• **TO DO**: Tally the lines in the rows below that contain the string "Give", counting a match only when its letter case agrees, and reply with the number alone.

%%

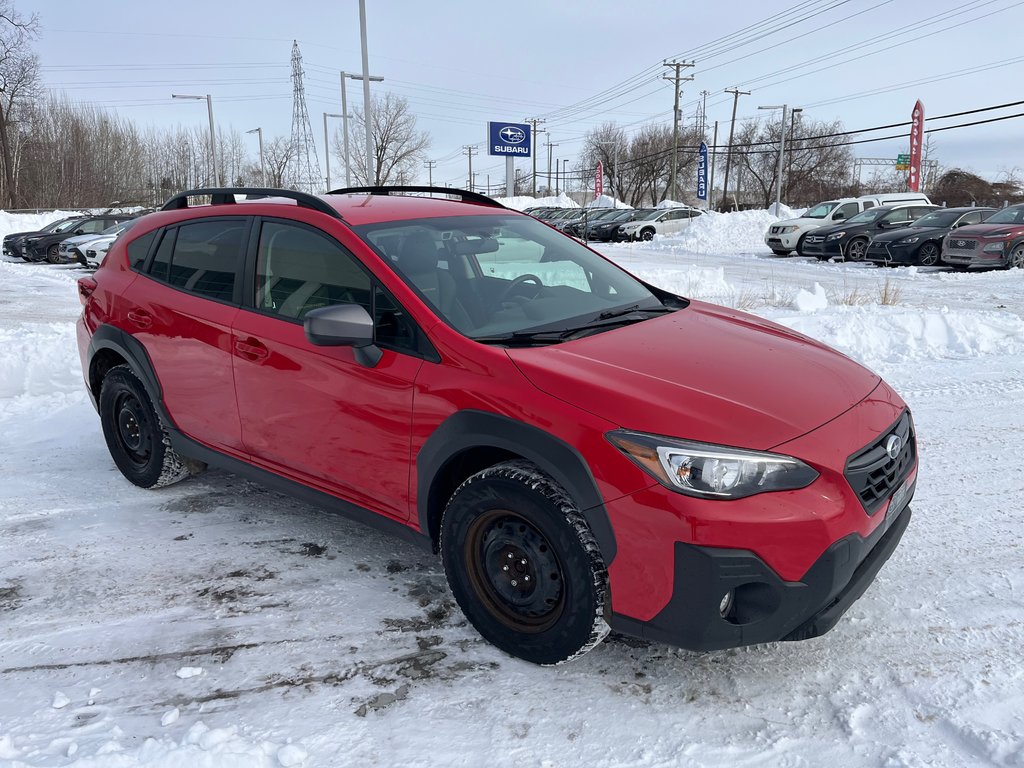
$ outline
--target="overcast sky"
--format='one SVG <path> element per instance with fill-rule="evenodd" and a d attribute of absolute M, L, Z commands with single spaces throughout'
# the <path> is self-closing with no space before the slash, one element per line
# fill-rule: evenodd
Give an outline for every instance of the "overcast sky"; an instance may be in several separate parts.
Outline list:
<path fill-rule="evenodd" d="M 339 72 L 361 69 L 357 0 L 13 1 L 40 16 L 37 51 L 49 89 L 142 126 L 205 127 L 205 103 L 170 95 L 209 93 L 220 128 L 289 135 L 298 40 L 322 167 L 323 115 L 341 112 Z M 666 59 L 694 62 L 684 73 L 694 76 L 683 86 L 684 119 L 693 122 L 708 91 L 708 119 L 721 121 L 723 143 L 732 106 L 724 89 L 736 86 L 752 91 L 739 99 L 740 119 L 779 119 L 758 105 L 788 103 L 847 129 L 906 121 L 919 98 L 927 128 L 1024 113 L 1020 104 L 937 119 L 1024 98 L 1021 0 L 367 0 L 367 16 L 370 71 L 384 78 L 373 88 L 410 100 L 432 136 L 435 183 L 465 185 L 464 144 L 480 153 L 473 159 L 478 184 L 487 174 L 493 184 L 504 178 L 504 159 L 485 155 L 488 120 L 545 119 L 542 172 L 545 141 L 571 167 L 583 137 L 601 123 L 630 132 L 671 124 Z M 349 81 L 348 96 L 350 106 L 360 105 L 361 84 Z M 337 126 L 331 122 L 332 131 Z M 1024 118 L 942 131 L 933 135 L 933 157 L 995 180 L 1024 170 L 1022 128 Z M 255 158 L 256 136 L 247 139 Z M 853 148 L 888 158 L 907 145 Z M 343 181 L 339 166 L 332 159 L 335 186 Z M 527 172 L 529 161 L 517 168 Z M 424 168 L 418 181 L 426 180 Z"/>

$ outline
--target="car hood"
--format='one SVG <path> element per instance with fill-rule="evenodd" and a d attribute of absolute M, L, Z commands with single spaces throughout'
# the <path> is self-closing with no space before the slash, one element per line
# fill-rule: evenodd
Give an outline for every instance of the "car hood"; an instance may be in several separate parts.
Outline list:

%%

• **COMPLETE ANSWER**: 2